__Problem__. Include in the output the line containing "Query: utility pole" and each subsequent line of the records, through the end, transcribed exactly. Add nothing else.
-------- The data
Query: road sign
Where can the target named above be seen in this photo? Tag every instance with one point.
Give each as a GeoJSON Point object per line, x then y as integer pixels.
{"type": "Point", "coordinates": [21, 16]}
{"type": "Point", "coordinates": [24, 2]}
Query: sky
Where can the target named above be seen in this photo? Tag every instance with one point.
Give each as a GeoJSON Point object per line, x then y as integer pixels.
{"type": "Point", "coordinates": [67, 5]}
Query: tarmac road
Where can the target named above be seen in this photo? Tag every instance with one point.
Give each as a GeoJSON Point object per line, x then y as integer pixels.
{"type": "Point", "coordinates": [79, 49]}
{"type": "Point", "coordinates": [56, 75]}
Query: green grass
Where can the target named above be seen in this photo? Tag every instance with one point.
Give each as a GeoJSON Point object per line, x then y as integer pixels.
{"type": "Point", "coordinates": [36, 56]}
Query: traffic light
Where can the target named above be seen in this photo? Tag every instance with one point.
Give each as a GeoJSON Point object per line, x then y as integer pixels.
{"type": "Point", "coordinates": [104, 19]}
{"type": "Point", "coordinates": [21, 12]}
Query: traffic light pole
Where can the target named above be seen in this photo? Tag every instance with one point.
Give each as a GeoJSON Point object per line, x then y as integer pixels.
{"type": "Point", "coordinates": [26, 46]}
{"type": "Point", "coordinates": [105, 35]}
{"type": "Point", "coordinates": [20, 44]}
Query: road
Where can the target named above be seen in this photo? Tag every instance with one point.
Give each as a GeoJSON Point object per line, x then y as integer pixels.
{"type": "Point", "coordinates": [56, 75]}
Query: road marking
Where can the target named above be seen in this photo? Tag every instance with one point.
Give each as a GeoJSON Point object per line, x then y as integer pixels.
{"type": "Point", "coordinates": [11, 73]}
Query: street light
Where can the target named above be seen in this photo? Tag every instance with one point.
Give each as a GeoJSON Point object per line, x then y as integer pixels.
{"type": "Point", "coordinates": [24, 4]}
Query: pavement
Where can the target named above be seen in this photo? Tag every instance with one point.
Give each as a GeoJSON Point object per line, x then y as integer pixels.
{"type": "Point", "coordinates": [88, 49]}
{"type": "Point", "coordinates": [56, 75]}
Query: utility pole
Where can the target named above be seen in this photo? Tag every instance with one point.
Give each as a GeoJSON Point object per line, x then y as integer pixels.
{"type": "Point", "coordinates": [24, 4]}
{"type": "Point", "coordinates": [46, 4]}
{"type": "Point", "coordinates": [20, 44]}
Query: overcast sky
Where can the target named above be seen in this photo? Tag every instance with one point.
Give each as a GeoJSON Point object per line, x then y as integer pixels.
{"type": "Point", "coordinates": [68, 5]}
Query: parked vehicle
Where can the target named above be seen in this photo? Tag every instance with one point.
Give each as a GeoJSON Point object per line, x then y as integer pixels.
----------------
__Result of the exercise__.
Query: utility pole
Where can the target named above be seen in this photo? Tag every instance with one point.
Give each as a GeoJSON Point object per line, x then y as integer pixels.
{"type": "Point", "coordinates": [24, 4]}
{"type": "Point", "coordinates": [46, 4]}
{"type": "Point", "coordinates": [20, 44]}
Query: overcast sky
Where can the target named above be seen in this photo? Tag every instance with one point.
Give each as a GeoJSON Point object per line, x then y as integer pixels.
{"type": "Point", "coordinates": [68, 5]}
Query: parked vehicle
Where can the target named above be seen in this photo? Tag every instance with one point.
Give each as a GeoJSON Point object per line, x then y as integer pixels.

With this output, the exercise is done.